— start of MATERIAL SHOWN —
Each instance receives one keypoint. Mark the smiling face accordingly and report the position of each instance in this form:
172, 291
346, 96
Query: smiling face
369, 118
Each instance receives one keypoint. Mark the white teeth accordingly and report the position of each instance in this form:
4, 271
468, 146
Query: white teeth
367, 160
— end of MATERIAL SHOWN —
TASK -
Rewrite every line of the items above as a single numbered list, omitting any blank lines.

RESULT BELOW -
1. Each instance receives one keypoint. Mark the smiling face accordingly and report the position of each instance in this form:
2. 172, 291
3. 346, 96
4. Query: smiling face
5. 369, 118
6. Each instance receives one keypoint. Mark the white teeth accordingly and report the position of each instance in this form:
7. 4, 271
8. 468, 146
9. Query: white teeth
10. 367, 160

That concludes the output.